-- start of DATA RECORDS --

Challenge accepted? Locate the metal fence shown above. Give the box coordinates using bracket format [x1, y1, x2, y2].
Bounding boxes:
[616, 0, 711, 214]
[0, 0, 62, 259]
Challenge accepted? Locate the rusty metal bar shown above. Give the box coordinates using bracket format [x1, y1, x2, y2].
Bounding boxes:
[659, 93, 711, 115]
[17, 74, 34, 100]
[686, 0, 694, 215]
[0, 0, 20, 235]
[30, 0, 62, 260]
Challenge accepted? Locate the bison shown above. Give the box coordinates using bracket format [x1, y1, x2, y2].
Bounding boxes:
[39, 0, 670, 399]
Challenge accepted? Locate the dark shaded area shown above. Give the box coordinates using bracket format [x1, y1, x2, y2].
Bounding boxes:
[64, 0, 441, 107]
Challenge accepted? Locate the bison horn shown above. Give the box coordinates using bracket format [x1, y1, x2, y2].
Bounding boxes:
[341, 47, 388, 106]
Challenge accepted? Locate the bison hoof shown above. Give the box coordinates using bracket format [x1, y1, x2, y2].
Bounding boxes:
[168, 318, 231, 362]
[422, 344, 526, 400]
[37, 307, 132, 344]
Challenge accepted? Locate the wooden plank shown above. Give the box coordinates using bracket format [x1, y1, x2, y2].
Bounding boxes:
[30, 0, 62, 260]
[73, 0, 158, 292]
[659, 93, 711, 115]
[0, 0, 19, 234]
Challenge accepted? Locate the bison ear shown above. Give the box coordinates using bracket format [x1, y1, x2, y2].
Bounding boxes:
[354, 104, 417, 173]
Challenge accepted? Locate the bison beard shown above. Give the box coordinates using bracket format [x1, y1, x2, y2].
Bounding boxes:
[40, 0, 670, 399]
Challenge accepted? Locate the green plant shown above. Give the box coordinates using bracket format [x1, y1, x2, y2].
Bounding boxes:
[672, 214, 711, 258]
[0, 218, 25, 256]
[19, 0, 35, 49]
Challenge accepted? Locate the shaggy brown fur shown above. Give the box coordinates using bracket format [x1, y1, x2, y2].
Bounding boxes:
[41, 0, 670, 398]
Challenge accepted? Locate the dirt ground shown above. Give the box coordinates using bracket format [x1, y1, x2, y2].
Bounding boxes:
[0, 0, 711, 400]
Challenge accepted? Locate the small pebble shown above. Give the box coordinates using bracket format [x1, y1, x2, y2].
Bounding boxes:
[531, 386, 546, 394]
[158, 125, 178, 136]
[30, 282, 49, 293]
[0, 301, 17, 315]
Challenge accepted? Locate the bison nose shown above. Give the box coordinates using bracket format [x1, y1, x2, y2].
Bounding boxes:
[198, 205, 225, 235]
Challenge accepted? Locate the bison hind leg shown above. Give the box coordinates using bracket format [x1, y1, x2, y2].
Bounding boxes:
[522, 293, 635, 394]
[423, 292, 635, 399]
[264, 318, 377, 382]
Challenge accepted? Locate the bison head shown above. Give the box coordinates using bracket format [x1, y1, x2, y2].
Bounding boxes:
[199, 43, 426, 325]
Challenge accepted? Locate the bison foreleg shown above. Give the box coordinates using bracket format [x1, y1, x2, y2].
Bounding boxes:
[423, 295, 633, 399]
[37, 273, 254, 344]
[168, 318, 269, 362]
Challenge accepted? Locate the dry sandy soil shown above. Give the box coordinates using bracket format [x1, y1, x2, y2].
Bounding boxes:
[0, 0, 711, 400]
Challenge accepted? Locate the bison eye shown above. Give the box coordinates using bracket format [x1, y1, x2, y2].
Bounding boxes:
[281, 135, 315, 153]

-- end of DATA RECORDS --

### GOAL
Please write out the listing above again, substituting "buffalo" for every occurrence of "bison" and leaving all other text unchanged.

### RESULT OF THIS EXERCISE
Challenge accepted? Locate the metal fence shown above. Give the box coordinates using bracket format [x1, y1, x2, y2].
Bounding boxes:
[616, 0, 711, 214]
[0, 0, 62, 259]
Challenge accepted? Locate the rusty metal bar shown above. Give the box coordinates using bracket format [x1, y1, x2, y2].
Bounding boxes:
[659, 93, 711, 115]
[17, 74, 34, 100]
[686, 0, 694, 215]
[0, 0, 20, 235]
[30, 0, 62, 260]
Challenge accepted? Locate the buffalo shown above. Give the box coordinates using bracket format [x1, y1, x2, y2].
Bounding boxes:
[39, 0, 670, 399]
Challenge accepted? Locate the dark shaded area shown above. Give the box coordinates using bracket format [x1, y1, x2, y2].
Bounding boxes:
[64, 0, 441, 107]
Challenge accepted? Locate the buffalo horn shown above. Give the box coordinates using bracket format [x1, y1, x2, y2].
Bounding boxes:
[341, 47, 388, 106]
Challenge accepted? Locate the buffalo hoof shown above. Give the box coordinates using bracket format [x1, y1, x2, y2].
Bounding boxes:
[168, 318, 231, 362]
[422, 344, 526, 400]
[37, 307, 132, 344]
Challenge accepted? Locate the wooden plank shown above. Give the box coordinates using bracket format [x1, y1, x2, y2].
Bounding boxes:
[30, 0, 62, 260]
[73, 0, 158, 292]
[659, 93, 711, 115]
[0, 0, 19, 234]
Challenge accepted? Locate the buffalo ear shown above. Give the box coordinates using bracket format [x1, y1, x2, y2].
Bounding boxes:
[354, 104, 417, 173]
Challenge accepted? Locate the buffalo beard shown above. Give the box coordinates using bracket format [x1, y1, x2, y2].
Bounding boxes:
[40, 0, 670, 399]
Challenge accepted? Locate the green plant shown above. Give the box coordinates using bracket format [x1, y1, x2, y2].
Bounding boxes:
[672, 214, 711, 258]
[0, 218, 25, 256]
[19, 0, 35, 49]
Challenge accepted? Locate the shaggy brown fur shown above. Give the box coordinates using bracket format [x1, y1, x2, y2].
Bounding boxes:
[41, 0, 670, 398]
Challenge accepted? Locate the dirt ground shown above. Give the box coordinates using bracket format [x1, y1, x2, y2].
Bounding boxes:
[0, 0, 711, 400]
Challenge accepted? Locate the small pebble shown above. Give the box coordinates using bracket format [x1, y1, x2, y2].
Bounding boxes:
[531, 386, 546, 394]
[158, 125, 178, 136]
[30, 282, 49, 293]
[0, 301, 17, 315]
Challenge accepted? Locate the buffalo nose shown above. Give the box coordinates using bracket format [x1, y1, x2, y2].
Bounding boxes:
[198, 205, 225, 235]
Challenge accepted? Locate the buffalo hind leg shown above. Give the box coordinates using bracket format [x1, y1, x2, y2].
Bounding boxes:
[522, 293, 635, 394]
[423, 292, 635, 399]
[264, 318, 377, 382]
Challenge accepted? Locate the buffalo head shown above. Give the box coordinates using bracket format [x1, y1, x2, y2].
Bounding boxes:
[199, 43, 426, 325]
Challenge accepted? Locate the buffalo foreleg shown above. Give the box coordinates using bracket format [x1, y1, x2, y2].
Bounding boxes:
[423, 295, 633, 399]
[37, 273, 254, 344]
[168, 318, 269, 362]
Challenge accepted? Locate the dry sandy soil shown above. Give the box coordinates using bracket format [x1, y1, x2, y2].
Bounding boxes:
[0, 0, 711, 400]
Challenge accepted? Locate the buffalo eye shown above. Give the box coordinates using bracket format [x1, y1, x2, y2].
Bounding boxes:
[281, 135, 315, 153]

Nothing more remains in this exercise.